Friday, February 24, 2012

Attorney General Pruitt Joins Six Attorneys General in Lawsuit Defending Religious Liberty

Seven states are asking a federal judge to block an Obama administration mandate that requires birth control coverage for employees of religious-affiliated hospitals, schools and outreach programs.
The lawsuit in U.S. District Court of Nebraska alleges that the new rule violates the First Amendment rights of groups that object to the use of contraceptives. The suit argues, “The First Amendment has for centuries, served as a rampart against government interference with religious liberty.”
Michigan Attorney General Bill Schuette said in a statement, “Any rule, regulation or law that forces faith-based institutions to provide for services that violate their free exercise of religion, or that penalizes them for failing to kneel at the altar of government, is a flat-out violation of the First Amendment.”
Attorney General Scott Pruitt was among seven attorneys general to file a lawsuit Thursday against the U.S. Department of Health and Human Services, challenging the federal government’s requirement that religious employers offer health insurance coverage for sterilization services that conflict with their religious beliefs.
The complaint, filed today in U.S. District Court in Nebraska, challenges the constitutionality of the federal government’s impending mandate, claiming the requirement would be an unprecedented invasion of First Amendment rights to free speech, free exercise of religion and free association.

# # # #

- **Problem set**
1. Reproduce the press release on the religious liberty lawsuit word for word, starting with "Friday, February 24, 2012" and going on through "and outreach programs.".
2. According to the press release on the religious liberty lawsuit, why does the complaint filed in Nebraska challenge the constitutionality of the federal mandate? Answer in one to three sentences.
The rows that come after the press release on the religious liberty lawsuit are unrelated to it.

# # # #

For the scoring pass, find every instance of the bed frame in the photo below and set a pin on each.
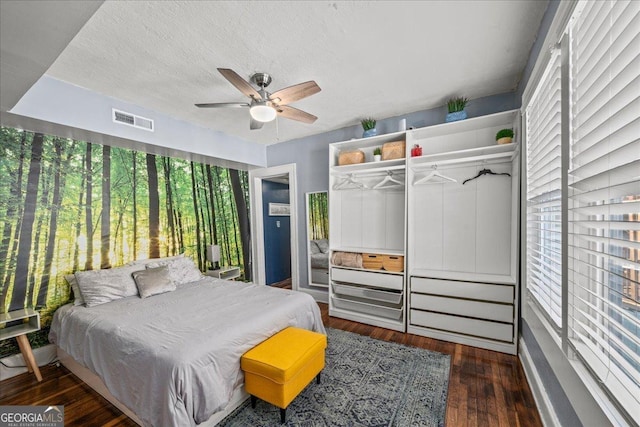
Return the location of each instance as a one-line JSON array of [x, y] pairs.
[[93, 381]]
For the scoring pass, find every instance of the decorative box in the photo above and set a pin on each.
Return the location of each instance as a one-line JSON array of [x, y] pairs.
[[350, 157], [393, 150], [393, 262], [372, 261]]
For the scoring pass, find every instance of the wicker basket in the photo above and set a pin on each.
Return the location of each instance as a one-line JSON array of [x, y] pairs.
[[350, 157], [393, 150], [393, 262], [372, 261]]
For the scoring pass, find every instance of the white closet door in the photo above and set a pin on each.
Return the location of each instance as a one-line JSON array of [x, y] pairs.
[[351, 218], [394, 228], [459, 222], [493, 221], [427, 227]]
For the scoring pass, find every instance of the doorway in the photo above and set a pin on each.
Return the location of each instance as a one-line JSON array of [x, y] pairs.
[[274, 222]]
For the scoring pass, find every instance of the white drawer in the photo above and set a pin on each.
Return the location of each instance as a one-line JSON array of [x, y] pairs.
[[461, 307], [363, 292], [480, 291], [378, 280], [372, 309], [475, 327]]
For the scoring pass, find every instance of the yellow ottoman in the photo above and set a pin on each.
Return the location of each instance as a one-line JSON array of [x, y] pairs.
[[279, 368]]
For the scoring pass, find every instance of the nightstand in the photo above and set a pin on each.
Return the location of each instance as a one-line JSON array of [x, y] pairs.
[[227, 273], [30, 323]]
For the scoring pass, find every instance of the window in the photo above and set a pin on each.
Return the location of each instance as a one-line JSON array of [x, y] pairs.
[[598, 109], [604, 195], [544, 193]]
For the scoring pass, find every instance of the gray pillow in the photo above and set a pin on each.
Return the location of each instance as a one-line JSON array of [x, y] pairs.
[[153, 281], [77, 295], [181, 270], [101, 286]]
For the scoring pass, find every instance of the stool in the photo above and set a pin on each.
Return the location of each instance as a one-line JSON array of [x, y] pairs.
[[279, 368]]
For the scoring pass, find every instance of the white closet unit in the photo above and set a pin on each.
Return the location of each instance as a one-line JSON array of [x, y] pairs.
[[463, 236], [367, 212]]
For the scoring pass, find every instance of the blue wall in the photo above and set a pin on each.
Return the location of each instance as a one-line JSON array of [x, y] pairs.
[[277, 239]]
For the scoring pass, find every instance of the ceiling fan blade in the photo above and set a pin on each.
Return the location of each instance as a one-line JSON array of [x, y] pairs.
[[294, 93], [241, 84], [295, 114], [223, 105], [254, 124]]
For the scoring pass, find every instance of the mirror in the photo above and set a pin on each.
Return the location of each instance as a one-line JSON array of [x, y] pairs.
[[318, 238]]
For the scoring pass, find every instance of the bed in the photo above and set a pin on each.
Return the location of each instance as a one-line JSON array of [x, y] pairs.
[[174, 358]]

# # # #

- **Answers to this exercise**
1.
Friday, February 24, 2012

Attorney General Pruitt Joins Six Attorneys General in Lawsuit Defending Religious Liberty

Seven states are asking a federal judge to block an Obama administration mandate that requires birth control coverage for employees of religious-affiliated hospitals, schools and outreach programs.

2. The complaint claims that the requirement would be an unprecedented invasion of First Amendment rights to free speech, free exercise of religion and free association.